• [Exercise prompt]
Rewrite every line of the records below, renaming "keypoint" to "marker" wherever it occurs and leaving all other text unchanged.

Coordinate annotation records:

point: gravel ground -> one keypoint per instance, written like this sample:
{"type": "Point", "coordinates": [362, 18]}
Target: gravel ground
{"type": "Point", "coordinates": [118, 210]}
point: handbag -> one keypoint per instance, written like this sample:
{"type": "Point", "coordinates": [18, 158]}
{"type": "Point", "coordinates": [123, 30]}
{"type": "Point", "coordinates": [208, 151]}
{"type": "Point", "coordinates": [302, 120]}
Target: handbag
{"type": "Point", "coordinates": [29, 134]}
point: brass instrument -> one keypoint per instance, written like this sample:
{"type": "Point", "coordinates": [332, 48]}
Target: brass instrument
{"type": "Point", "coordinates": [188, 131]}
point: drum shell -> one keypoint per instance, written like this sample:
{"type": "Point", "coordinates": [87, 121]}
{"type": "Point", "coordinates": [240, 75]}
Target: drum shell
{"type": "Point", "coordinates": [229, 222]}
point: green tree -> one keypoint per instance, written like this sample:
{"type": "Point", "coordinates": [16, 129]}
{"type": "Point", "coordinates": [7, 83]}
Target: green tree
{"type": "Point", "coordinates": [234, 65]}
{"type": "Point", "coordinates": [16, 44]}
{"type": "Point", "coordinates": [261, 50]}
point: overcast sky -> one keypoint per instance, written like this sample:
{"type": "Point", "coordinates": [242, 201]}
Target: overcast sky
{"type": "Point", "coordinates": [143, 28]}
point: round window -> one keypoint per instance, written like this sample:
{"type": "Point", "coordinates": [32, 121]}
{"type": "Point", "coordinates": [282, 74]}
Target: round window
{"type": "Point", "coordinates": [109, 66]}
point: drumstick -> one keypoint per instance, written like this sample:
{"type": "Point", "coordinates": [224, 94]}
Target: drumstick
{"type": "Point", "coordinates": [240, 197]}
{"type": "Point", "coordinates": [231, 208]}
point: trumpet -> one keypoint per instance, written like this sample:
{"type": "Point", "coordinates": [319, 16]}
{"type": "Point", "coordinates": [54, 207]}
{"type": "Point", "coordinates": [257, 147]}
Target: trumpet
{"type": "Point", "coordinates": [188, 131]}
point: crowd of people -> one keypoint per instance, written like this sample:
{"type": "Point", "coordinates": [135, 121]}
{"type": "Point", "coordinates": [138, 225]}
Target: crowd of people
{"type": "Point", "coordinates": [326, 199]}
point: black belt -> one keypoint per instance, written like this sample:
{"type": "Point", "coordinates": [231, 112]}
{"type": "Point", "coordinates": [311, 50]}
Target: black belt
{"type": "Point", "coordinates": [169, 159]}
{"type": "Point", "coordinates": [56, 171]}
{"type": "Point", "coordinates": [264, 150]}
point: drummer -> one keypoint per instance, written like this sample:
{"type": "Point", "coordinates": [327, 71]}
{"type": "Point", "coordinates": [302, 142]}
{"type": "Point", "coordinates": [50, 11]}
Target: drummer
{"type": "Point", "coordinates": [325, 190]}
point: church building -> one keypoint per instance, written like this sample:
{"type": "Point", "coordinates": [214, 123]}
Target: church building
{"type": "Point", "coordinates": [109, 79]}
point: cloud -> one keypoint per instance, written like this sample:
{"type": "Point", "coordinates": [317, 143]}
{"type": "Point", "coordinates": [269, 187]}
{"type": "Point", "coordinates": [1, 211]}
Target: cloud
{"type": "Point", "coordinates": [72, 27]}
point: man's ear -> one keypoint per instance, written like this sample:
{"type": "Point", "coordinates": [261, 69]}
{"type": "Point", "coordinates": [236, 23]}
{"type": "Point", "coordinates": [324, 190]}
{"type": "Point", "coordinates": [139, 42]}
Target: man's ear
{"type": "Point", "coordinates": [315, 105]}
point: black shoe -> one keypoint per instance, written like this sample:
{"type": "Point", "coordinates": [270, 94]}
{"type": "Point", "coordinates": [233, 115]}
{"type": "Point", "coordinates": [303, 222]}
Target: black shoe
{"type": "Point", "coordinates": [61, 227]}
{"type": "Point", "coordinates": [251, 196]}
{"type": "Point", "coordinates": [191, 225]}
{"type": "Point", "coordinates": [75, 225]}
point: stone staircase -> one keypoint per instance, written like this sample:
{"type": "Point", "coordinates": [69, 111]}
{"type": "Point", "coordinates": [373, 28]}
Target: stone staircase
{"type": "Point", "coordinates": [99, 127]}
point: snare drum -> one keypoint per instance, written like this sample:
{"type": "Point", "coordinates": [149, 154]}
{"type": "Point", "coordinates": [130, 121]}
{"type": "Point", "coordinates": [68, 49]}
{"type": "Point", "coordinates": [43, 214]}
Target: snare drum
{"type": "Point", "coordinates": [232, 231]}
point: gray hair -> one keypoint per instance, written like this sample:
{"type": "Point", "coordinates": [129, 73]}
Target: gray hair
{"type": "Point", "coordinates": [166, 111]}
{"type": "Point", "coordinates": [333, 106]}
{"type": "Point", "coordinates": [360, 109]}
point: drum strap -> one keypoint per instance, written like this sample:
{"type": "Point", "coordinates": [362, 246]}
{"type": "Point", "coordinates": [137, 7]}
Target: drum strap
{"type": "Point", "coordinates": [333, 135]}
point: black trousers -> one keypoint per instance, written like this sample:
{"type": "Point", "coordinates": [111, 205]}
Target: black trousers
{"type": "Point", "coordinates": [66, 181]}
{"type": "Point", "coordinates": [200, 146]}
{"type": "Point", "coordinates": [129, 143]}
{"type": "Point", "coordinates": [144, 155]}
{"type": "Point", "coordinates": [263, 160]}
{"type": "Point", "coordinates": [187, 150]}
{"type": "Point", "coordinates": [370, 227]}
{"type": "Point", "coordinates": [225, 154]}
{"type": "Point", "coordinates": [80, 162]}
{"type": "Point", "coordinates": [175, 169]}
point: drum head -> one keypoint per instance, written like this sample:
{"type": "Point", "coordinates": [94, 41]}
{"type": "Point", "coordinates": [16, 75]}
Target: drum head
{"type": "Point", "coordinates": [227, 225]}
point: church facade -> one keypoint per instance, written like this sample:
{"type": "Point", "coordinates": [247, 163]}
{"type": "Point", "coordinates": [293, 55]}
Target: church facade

• [Output of the task]
point: gravel ground -> one marker per instance, written like this sample:
{"type": "Point", "coordinates": [362, 18]}
Target: gravel ground
{"type": "Point", "coordinates": [118, 210]}
point: handbag -> one marker per instance, written like this sample:
{"type": "Point", "coordinates": [18, 158]}
{"type": "Point", "coordinates": [123, 30]}
{"type": "Point", "coordinates": [208, 151]}
{"type": "Point", "coordinates": [302, 120]}
Target: handbag
{"type": "Point", "coordinates": [29, 134]}
point: brass instrument -> one marker per instance, written like this sample:
{"type": "Point", "coordinates": [332, 48]}
Target: brass instrument
{"type": "Point", "coordinates": [188, 131]}
point: drum shell -> one marker per instance, written like this sample:
{"type": "Point", "coordinates": [87, 121]}
{"type": "Point", "coordinates": [240, 75]}
Target: drum shell
{"type": "Point", "coordinates": [229, 222]}
point: green tree -> one marker per instance, written like this sample:
{"type": "Point", "coordinates": [16, 129]}
{"type": "Point", "coordinates": [7, 83]}
Target: green tree
{"type": "Point", "coordinates": [234, 65]}
{"type": "Point", "coordinates": [16, 44]}
{"type": "Point", "coordinates": [261, 50]}
point: overcast sky -> one marker per instance, written like this sample:
{"type": "Point", "coordinates": [242, 201]}
Target: overcast sky
{"type": "Point", "coordinates": [143, 28]}
point: round window -> one marker per instance, written like this sample:
{"type": "Point", "coordinates": [32, 121]}
{"type": "Point", "coordinates": [282, 74]}
Target: round window
{"type": "Point", "coordinates": [109, 66]}
point: drumstick -> one marker per instance, written like this sample:
{"type": "Point", "coordinates": [224, 94]}
Target: drumstick
{"type": "Point", "coordinates": [240, 197]}
{"type": "Point", "coordinates": [231, 208]}
point: trumpet -> one marker per instance, written like this sample:
{"type": "Point", "coordinates": [319, 16]}
{"type": "Point", "coordinates": [54, 207]}
{"type": "Point", "coordinates": [257, 147]}
Target: trumpet
{"type": "Point", "coordinates": [188, 131]}
point: crowd of people -> one marker per instance, written like this sample:
{"type": "Point", "coordinates": [135, 121]}
{"type": "Point", "coordinates": [138, 225]}
Target: crowd of people
{"type": "Point", "coordinates": [326, 199]}
point: black belt -> one marker per instance, written like this sample:
{"type": "Point", "coordinates": [231, 112]}
{"type": "Point", "coordinates": [311, 50]}
Target: black belt
{"type": "Point", "coordinates": [169, 159]}
{"type": "Point", "coordinates": [56, 171]}
{"type": "Point", "coordinates": [264, 150]}
point: drummer -> one marker per instance, written like this sample:
{"type": "Point", "coordinates": [327, 71]}
{"type": "Point", "coordinates": [302, 142]}
{"type": "Point", "coordinates": [50, 11]}
Target: drummer
{"type": "Point", "coordinates": [325, 190]}
point: church building -> one marker per instance, written like this sample:
{"type": "Point", "coordinates": [214, 123]}
Target: church building
{"type": "Point", "coordinates": [109, 79]}
point: cloud -> one marker per instance, written like this sample:
{"type": "Point", "coordinates": [317, 143]}
{"type": "Point", "coordinates": [269, 187]}
{"type": "Point", "coordinates": [1, 211]}
Target: cloud
{"type": "Point", "coordinates": [72, 27]}
point: man's ear -> one marker per instance, written like this sample:
{"type": "Point", "coordinates": [261, 69]}
{"type": "Point", "coordinates": [236, 23]}
{"type": "Point", "coordinates": [324, 190]}
{"type": "Point", "coordinates": [139, 42]}
Target: man's ear
{"type": "Point", "coordinates": [315, 105]}
point: black shoe -> one marker per instance, written like this sample:
{"type": "Point", "coordinates": [270, 94]}
{"type": "Point", "coordinates": [233, 115]}
{"type": "Point", "coordinates": [303, 222]}
Target: black shoe
{"type": "Point", "coordinates": [61, 227]}
{"type": "Point", "coordinates": [251, 196]}
{"type": "Point", "coordinates": [191, 225]}
{"type": "Point", "coordinates": [75, 225]}
point: stone staircase -> one marker per instance, written like this sample:
{"type": "Point", "coordinates": [69, 111]}
{"type": "Point", "coordinates": [373, 28]}
Target: stone staircase
{"type": "Point", "coordinates": [99, 127]}
point: snare drum -> one marker per instance, written like this sample:
{"type": "Point", "coordinates": [149, 154]}
{"type": "Point", "coordinates": [130, 121]}
{"type": "Point", "coordinates": [68, 49]}
{"type": "Point", "coordinates": [43, 214]}
Target: snare drum
{"type": "Point", "coordinates": [232, 231]}
point: gray hair -> one marker per instance, written like this sample:
{"type": "Point", "coordinates": [129, 73]}
Target: gray hair
{"type": "Point", "coordinates": [166, 111]}
{"type": "Point", "coordinates": [333, 106]}
{"type": "Point", "coordinates": [360, 109]}
point: drum strap -> one marker per instance, written like this sample:
{"type": "Point", "coordinates": [362, 246]}
{"type": "Point", "coordinates": [137, 7]}
Target: drum strap
{"type": "Point", "coordinates": [333, 135]}
point: black trousers -> one marker per instance, written like this sample:
{"type": "Point", "coordinates": [111, 205]}
Target: black trousers
{"type": "Point", "coordinates": [66, 181]}
{"type": "Point", "coordinates": [200, 146]}
{"type": "Point", "coordinates": [129, 143]}
{"type": "Point", "coordinates": [144, 155]}
{"type": "Point", "coordinates": [263, 160]}
{"type": "Point", "coordinates": [187, 150]}
{"type": "Point", "coordinates": [370, 227]}
{"type": "Point", "coordinates": [225, 154]}
{"type": "Point", "coordinates": [80, 162]}
{"type": "Point", "coordinates": [175, 169]}
point: drum head -> one marker per instance, written like this sample:
{"type": "Point", "coordinates": [94, 41]}
{"type": "Point", "coordinates": [16, 75]}
Target: drum head
{"type": "Point", "coordinates": [227, 225]}
point: church facade -> one marker per instance, written like this sample:
{"type": "Point", "coordinates": [247, 163]}
{"type": "Point", "coordinates": [293, 55]}
Target: church facade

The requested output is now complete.